╭──

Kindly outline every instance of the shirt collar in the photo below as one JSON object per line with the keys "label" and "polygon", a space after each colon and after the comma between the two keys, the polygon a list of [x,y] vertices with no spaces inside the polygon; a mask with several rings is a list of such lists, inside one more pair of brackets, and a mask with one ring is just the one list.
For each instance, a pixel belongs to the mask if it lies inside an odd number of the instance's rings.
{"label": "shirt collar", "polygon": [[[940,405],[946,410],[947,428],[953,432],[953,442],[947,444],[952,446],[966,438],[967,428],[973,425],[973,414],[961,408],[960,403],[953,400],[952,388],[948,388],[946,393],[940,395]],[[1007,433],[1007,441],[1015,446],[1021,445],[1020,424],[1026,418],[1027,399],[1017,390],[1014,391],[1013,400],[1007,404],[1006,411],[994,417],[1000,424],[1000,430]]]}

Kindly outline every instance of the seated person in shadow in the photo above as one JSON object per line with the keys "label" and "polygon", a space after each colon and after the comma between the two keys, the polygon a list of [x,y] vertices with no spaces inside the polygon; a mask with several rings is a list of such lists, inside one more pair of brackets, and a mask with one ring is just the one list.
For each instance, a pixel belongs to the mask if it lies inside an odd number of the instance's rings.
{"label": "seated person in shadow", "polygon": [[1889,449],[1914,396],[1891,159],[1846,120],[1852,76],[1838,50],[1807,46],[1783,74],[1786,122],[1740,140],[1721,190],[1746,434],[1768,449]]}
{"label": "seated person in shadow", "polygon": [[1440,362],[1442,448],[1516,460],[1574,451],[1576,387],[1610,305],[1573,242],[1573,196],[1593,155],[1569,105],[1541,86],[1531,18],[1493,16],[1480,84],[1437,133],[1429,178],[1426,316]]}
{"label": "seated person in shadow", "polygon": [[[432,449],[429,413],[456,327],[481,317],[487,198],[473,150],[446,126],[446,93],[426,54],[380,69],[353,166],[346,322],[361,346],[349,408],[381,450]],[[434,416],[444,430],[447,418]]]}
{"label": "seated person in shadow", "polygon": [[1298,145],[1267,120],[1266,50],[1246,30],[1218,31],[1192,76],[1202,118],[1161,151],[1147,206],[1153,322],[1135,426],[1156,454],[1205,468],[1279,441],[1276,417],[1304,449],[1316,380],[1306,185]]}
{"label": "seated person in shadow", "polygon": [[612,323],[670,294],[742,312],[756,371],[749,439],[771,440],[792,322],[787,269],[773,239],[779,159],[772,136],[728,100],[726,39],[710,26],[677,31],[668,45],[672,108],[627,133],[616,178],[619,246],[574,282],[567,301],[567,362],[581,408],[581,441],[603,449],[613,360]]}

╰──

__Directions__. Return every line of the material in which the word "just" is found.

__Answer box__.
Kindly outline every instance of the shirt collar in the photo below as one JSON object per line with the keys "label" and "polygon", a space after each colon and after the comma between the two keys, the polygon a list of [x,y] vertices with no spaces inside the polygon; a mask with several rings is a list of such lists, inside one more pair of brackets, and a mask with one ring is just the one list.
Kindly outline every instance of the seated person in shadow in the photo above as one JSON object per line with the keys "label" and "polygon", a space after each colon and after the comma between the two keys, the polygon a list of [x,y] vertices with no spaces inside the polygon; a mask with several rings is a list of such lists, inside one more pair of brackets, and a mask with one ring is just the one list.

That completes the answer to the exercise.